*Aufgabe:* Schreiben Sie aus dem Text über die Angst vor dem Tod den Abschnitt wortgetreu ab, der bei den Worten „Oh no, jetzt“ anfängt und nach den Worten „das ist Fakt.“ aufhört.

Oh no, jetzt kommt es also doch noch so richtig dicke. Oh, no war mein erster Gedanke. Ich habe mir auch schon meine neue Tintenpatrone zum Wechseln auf den Tisch gelegt… Ich gehe dieses Thema an, denn dieser Satz hat am meisten in mir ausgelöst. Ja, ich könnte tatsächlich an Corona sterben, das ist Fakt.
Ein guter Grund mehr mein Leben noch mehr wertzuschätzen. Ich freue mich jeden Tag neben meinem Lebenspartner aufzuwachen und wir sagen uns das fast täglich: „…schön, dass Du da bist…“. Ich hatte schon als Kind ganz große Angst vor dem Tod. Genauer gesagt, ist meine liebe Oma als ich drei Jahre alt war in meinem Bett an Herzversagen gestorben. Mit der Angst vor dem Tod kam ich also schon sehr früh in Berührung, auch wenn ich damals natürlich noch gar nicht wissen konnte, was sterben oder tot bedeutet. Ich merkte nur, meine Oma war nicht mehr da und sie kam auch nie mehr zurück… Im Laufe meines Lebens spürte ich zweimal Todesangst und zwar einmal als Jugendliche und das andere Mal 2014. Seitdem weiß ich es, das Leben kann jeden Tag vorbei sein.

[Gespeicherte Daten]
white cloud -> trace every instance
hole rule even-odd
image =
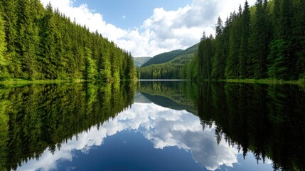
[[[165,108],[154,103],[134,103],[112,120],[103,124],[98,130],[92,127],[88,133],[80,133],[71,140],[63,142],[60,150],[52,155],[46,150],[39,160],[30,160],[18,170],[49,170],[56,169],[58,161],[73,158],[74,150],[87,154],[93,145],[102,145],[107,137],[122,130],[141,130],[155,148],[177,147],[191,152],[201,166],[214,170],[225,164],[232,166],[237,162],[238,150],[230,147],[225,140],[217,144],[215,126],[203,131],[199,118],[186,110]]]
[[[186,48],[200,41],[203,31],[215,34],[218,16],[224,21],[230,12],[243,6],[245,0],[193,0],[192,4],[176,11],[155,9],[153,15],[138,28],[124,30],[106,23],[93,7],[82,4],[75,6],[73,0],[41,0],[51,2],[70,19],[85,24],[92,31],[99,31],[119,46],[131,51],[134,56],[153,56],[174,49]],[[253,5],[255,0],[248,2]],[[122,19],[125,19],[122,16]]]

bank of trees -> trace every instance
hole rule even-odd
[[[188,79],[305,78],[305,1],[246,1],[216,24],[215,37],[203,34]]]
[[[134,78],[129,53],[50,4],[0,1],[0,80]]]

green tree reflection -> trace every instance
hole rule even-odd
[[[0,89],[0,170],[52,152],[133,103],[129,83],[31,85]]]

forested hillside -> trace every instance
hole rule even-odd
[[[136,57],[134,58],[134,66],[140,67],[149,60],[150,60],[151,57]]]
[[[180,53],[171,61],[156,65],[141,67],[137,69],[137,74],[140,79],[180,79],[181,68],[193,58],[198,51],[198,43]],[[166,53],[162,53],[166,54]],[[170,53],[168,53],[170,54]]]
[[[175,50],[156,55],[143,64],[142,67],[168,62],[181,55],[183,51],[183,50]]]
[[[0,80],[134,78],[129,53],[50,4],[0,1]]]
[[[305,1],[246,1],[216,26],[215,38],[203,33],[183,78],[305,78]]]

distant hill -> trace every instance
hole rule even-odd
[[[184,51],[183,50],[175,50],[170,52],[163,53],[159,55],[154,56],[146,63],[143,64],[141,67],[149,66],[155,64],[160,64],[170,61],[173,59],[175,57],[181,55]]]
[[[140,67],[151,58],[151,57],[135,57],[134,58],[134,66]]]
[[[156,56],[163,56],[166,59],[171,58],[164,63],[151,64],[144,66],[144,63],[137,70],[137,77],[139,79],[181,79],[185,76],[181,75],[183,66],[191,61],[197,54],[199,43],[186,49],[177,50],[168,53],[164,53]],[[156,57],[155,56],[155,57]],[[166,60],[164,60],[166,61]]]

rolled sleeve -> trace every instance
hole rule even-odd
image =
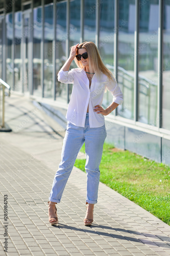
[[[58,80],[63,83],[73,83],[74,69],[69,71],[63,71],[61,69],[58,73]]]
[[[110,82],[108,80],[108,82],[106,86],[113,95],[112,102],[121,105],[123,101],[123,94],[116,80],[114,78],[113,81]]]

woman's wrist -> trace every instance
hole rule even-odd
[[[109,114],[111,113],[112,112],[111,111],[111,107],[110,107],[109,106],[108,108],[107,108],[106,109],[107,112],[108,113],[108,115],[109,115]]]

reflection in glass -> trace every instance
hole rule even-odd
[[[142,3],[140,0],[140,3]],[[157,124],[158,0],[140,8],[138,121]]]
[[[66,31],[66,3],[57,2],[56,3],[56,96],[57,100],[64,100],[67,99],[66,85],[58,81],[57,75],[59,71],[66,62],[66,39],[67,38]]]
[[[22,60],[21,55],[22,32],[21,12],[14,13],[14,88],[15,91],[21,92]]]
[[[123,102],[117,114],[134,119],[135,0],[120,0],[119,9],[117,78]]]
[[[44,97],[52,97],[53,41],[54,38],[53,4],[44,6]]]
[[[84,0],[84,41],[95,42],[96,7],[95,0]]]
[[[6,23],[6,82],[11,87],[12,84],[13,63],[12,59],[12,44],[13,35],[12,15],[8,14],[5,17]]]
[[[99,45],[103,61],[112,72],[114,60],[114,1],[105,0],[100,4]],[[113,96],[110,92],[108,91],[104,94],[103,106],[107,108],[112,100]]]
[[[29,47],[30,42],[30,16],[29,12],[23,15],[23,32],[22,38],[23,42],[23,77],[22,81],[24,92],[30,91],[31,76],[32,71],[30,68],[31,52]]]
[[[33,94],[40,97],[42,95],[41,87],[41,41],[42,35],[41,19],[42,7],[34,8],[33,10]]]
[[[165,0],[163,30],[162,127],[170,130],[170,1]]]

*Antwort:*
Oh no, jetzt kommt es also doch noch so richtig dicke. Oh, no war mein erster Gedanke. Ich habe mir auch schon meine neue Tintenpatrone zum Wechseln auf den Tisch gelegt… Ich gehe dieses Thema an, denn dieser Satz hat am meisten in mir ausgelöst. Ja, ich könnte tatsächlich an Corona sterben, das ist Fakt.